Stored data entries
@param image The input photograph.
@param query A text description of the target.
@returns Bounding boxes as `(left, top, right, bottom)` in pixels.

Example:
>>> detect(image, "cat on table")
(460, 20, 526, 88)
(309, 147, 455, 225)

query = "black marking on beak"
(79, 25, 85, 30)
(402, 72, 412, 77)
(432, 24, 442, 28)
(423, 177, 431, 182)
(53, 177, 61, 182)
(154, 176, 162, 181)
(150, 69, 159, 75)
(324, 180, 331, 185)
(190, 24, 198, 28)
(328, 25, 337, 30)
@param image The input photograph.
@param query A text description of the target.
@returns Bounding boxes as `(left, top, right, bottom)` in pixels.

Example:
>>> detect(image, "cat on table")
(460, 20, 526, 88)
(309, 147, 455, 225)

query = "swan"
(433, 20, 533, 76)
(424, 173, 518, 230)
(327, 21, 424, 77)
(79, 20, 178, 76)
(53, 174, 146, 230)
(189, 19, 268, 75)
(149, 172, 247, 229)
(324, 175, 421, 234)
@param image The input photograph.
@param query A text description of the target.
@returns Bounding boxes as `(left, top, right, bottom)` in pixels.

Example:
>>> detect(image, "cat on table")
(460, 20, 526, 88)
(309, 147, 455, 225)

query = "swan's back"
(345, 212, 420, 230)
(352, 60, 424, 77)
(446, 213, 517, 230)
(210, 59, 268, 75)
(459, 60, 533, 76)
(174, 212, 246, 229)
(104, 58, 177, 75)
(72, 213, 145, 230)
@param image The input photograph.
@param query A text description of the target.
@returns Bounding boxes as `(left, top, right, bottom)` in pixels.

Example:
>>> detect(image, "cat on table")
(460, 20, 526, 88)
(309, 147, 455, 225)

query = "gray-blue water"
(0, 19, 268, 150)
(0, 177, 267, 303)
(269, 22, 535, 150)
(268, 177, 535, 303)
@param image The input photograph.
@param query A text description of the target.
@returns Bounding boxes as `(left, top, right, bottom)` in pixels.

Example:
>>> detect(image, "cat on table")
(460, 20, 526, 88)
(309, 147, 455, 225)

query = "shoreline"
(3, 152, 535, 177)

**Requirement:**
Copy each line of the data above without altering a single character.

**Reply to the task:**
@param image The input photograph.
@param query A text description of the target.
@returns Bounding boxes as `(left, top, right, bottom)` in pixels.

Example:
>>> detect(image, "cat on table")
(460, 20, 526, 88)
(309, 147, 455, 225)

query = "black marking on beak"
(79, 25, 85, 30)
(402, 72, 412, 77)
(432, 24, 442, 28)
(423, 177, 431, 182)
(53, 177, 61, 182)
(154, 176, 162, 181)
(150, 69, 159, 75)
(324, 180, 331, 185)
(190, 24, 198, 28)
(328, 25, 337, 30)
@param image The input photograph.
@param query A text description of the target.
@returns Bounding boxes as `(left, top, right, bottom)` in pixels.

Example:
>>> detect(image, "cat on table")
(460, 20, 526, 88)
(309, 147, 455, 225)

query = "swan"
(433, 20, 533, 76)
(424, 173, 518, 230)
(327, 21, 424, 77)
(79, 20, 178, 76)
(53, 174, 146, 230)
(189, 19, 268, 75)
(149, 172, 247, 229)
(324, 175, 421, 234)
@param image The input photograph.
@param query A text description of the target.
@returns Bounding boxes as `(left, top, right, bottom)` in pixels.

Example:
>>> detect(image, "cat on table")
(460, 20, 526, 88)
(309, 147, 455, 225)

query = "swan's back"
(345, 212, 420, 230)
(352, 60, 424, 77)
(446, 213, 517, 230)
(210, 59, 268, 75)
(459, 60, 533, 76)
(174, 212, 246, 229)
(104, 58, 177, 75)
(72, 213, 145, 230)
@param image The input photograph.
@param query A text description of the target.
@returns Bounding boxes as `(left, top, right, bottom)` in pixels.

Example:
>>> detect(image, "cat on table")
(460, 20, 526, 88)
(309, 147, 455, 225)

query = "gray-blue water"
(0, 19, 268, 150)
(0, 177, 267, 303)
(269, 22, 535, 150)
(268, 177, 535, 303)
@param image The input photograph.
@param query A text description of the target.
@returns Bounding boxes as `(left, top, right, bottom)` in pixels.

Example:
>>> detect(image, "cat on table")
(460, 20, 526, 88)
(309, 147, 455, 225)

query = "shoreline"
(3, 152, 535, 177)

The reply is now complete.